_Passage to read_
────────

Two new outbreaks of bird flu have been confirmed in a small backyard flock near Settle in North Yorkshire and a world-renowned swannery in Dorset as the virus continues to spread.
Chief veterinary officer Nigel Gibbens confirmed the disease had been found in a flock in Yorkshire, which included 17 chickens and ducks – several of which have now died.
Government officials have said the flock was not housed, despite being just 18km away from a park where the virus had been discovered in a wild wigeon a few days earlier.
A 3km protection zone and 10km surveillance zone have been put in place around the infected premises to limit the risk of the disease spreading.
Mr Gibbens said: “We have taken swift action to limit the risk of the disease spreading. Restrictions are now in place around the affected premises and a full investigation is underway to determine the source of the infection.
“This finding in a backyard flock shows how essential it is for all poultry owners, even those who just keep a few birds as pets, to do everything they can to keep them separate from wild birds and minimise the risk of them catching avian flu via the environment.
“This means keeping birds in a suitable building where possible, and taking precautions such as putting up netting, keeping food and water inside and disinfecting footwear and equipment after contact with birds.”
Defra officials have also advised against allowing different species of poultry to mix freely.
At Abbotsbury Swannery in Dorset, nine swans have tested positive for bird flu and dozens more are suspected to have died from the disease.
The swannery has recorded 80 deaths so far this winter – double the usual amount.
An avian flu prevention zone was set up on 6 December, requiring all captive poultry to be kept indoors for 30 days.

────────

_Entries shown_
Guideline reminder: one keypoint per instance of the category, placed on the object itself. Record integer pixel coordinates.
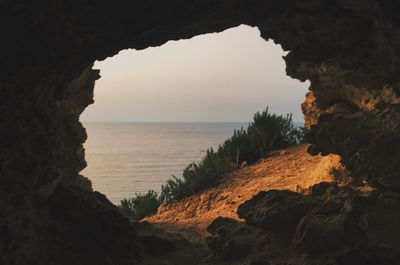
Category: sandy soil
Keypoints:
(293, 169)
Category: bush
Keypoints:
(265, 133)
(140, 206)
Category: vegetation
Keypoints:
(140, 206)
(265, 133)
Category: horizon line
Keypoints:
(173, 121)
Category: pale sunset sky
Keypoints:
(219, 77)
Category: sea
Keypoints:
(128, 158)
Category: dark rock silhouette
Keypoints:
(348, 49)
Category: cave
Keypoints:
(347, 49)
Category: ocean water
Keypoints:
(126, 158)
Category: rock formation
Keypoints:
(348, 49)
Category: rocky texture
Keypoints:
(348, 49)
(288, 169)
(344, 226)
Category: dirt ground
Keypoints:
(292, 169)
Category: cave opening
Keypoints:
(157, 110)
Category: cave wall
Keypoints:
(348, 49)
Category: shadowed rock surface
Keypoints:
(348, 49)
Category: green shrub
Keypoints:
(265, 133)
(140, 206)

────────

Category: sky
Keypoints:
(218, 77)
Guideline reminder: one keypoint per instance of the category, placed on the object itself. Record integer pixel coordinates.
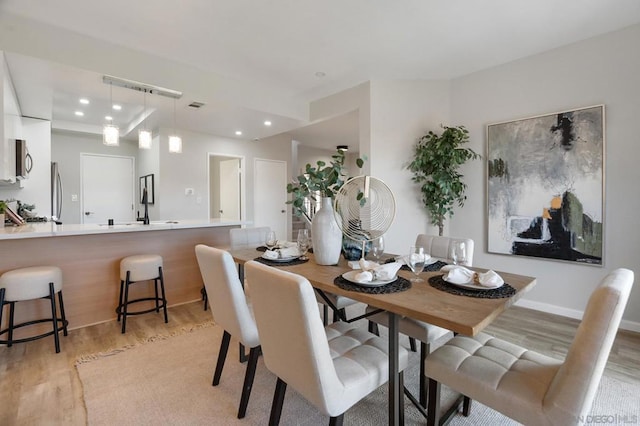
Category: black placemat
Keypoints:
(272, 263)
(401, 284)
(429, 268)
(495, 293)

────────

_Work item 1_
Reproduce the part of the bird flu article from "Government officials have" up to and including "of the infection.".
_Work item 2_
Pick up the bird flu article after its final sentence and carry it on.
The records have no connection to the bird flu article.

_Task answer 1_
Government officials have said the flock was not housed, despite being just 18km away from a park where the virus had been discovered in a wild wigeon a few days earlier.
A 3km protection zone and 10km surveillance zone have been put in place around the infected premises to limit the risk of the disease spreading.
Mr Gibbens said: “We have taken swift action to limit the risk of the disease spreading. Restrictions are now in place around the affected premises and a full investigation is underway to determine the source of the infection.

_Task answer 2_
The order was extended on 4 January until 28 February, causing difficulties for free range farmers who could incur increased costs.
Farmers are able to retain their free-range status for a 12-week period of confinement. It is not clear what would happen if there is another extension to the restrictions, which end just days before produce would be prevented from being sold as free range.
NFU chief poultry adviser Gary Ford said: “These measures have been introduced as a precaution to protect poultry and captive birds from being infected by wild birds. It is important to note that animal welfare legislation continues to apply.
“Free range producers still have to meet all other requirements of free range – these remain unchanged. The only difference is access to range.”
The latest outbreak came as the British Hen Welfare Trust was forced to allow the slaughter of 12,000 hens because of the disease.
The Trust, which saves thousands of hens intended for slaughter, was due to collect the birds in December, January and February, but said it was ‘acting responsibly’ in response to the animal health threat by allowing them to be humanely destroyed.